RAW RECORDS:
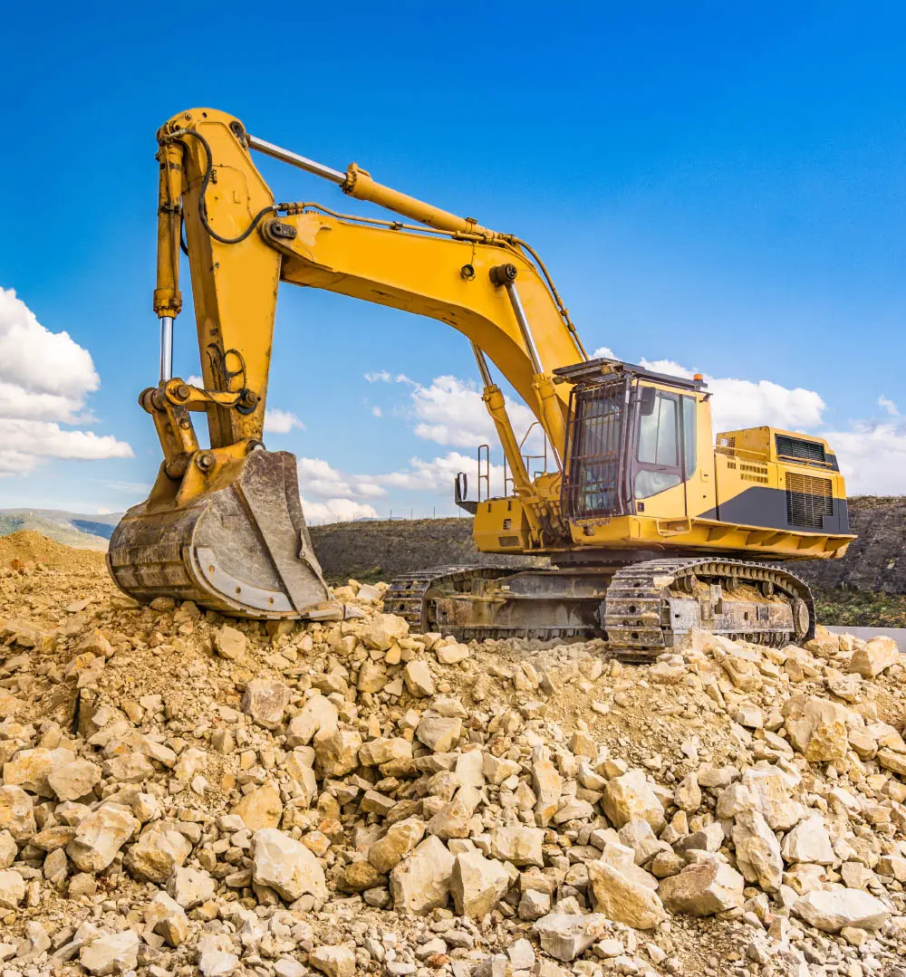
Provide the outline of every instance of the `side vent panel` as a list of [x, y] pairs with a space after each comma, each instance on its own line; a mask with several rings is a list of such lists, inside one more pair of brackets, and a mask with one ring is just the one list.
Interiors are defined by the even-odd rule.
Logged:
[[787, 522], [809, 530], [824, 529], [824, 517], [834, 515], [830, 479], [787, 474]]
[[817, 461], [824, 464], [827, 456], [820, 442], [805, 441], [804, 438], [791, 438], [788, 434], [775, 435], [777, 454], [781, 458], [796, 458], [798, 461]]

--

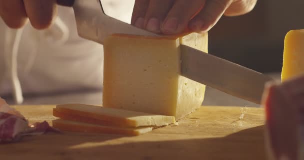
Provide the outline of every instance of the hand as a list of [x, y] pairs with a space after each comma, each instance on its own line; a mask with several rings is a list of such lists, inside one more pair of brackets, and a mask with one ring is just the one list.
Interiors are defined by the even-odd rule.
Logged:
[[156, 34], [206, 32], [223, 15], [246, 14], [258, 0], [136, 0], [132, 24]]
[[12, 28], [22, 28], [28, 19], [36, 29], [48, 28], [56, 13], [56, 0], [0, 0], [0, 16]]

SHORT PROBLEM: Which lines in the rows above contain the string "instance", matching case exactly? Report each of those lines in full.

COMPLETED TASK:
Provide the outline of every instance of the `side vent panel` as a list of [x, y] pairs with a space after each comma, each instance on its own line; a mask with several rings is a list of such lists, inside one more pair of brackets, and a mask with one ring is just the one list.
Provide the outline of every instance of the hand as a list of [x, y] pairs with a space after each comma, each instance on its own line; a mask with several rings is a list of such lists, inside one more pair of brackets, and a mask with one ring is just the one list.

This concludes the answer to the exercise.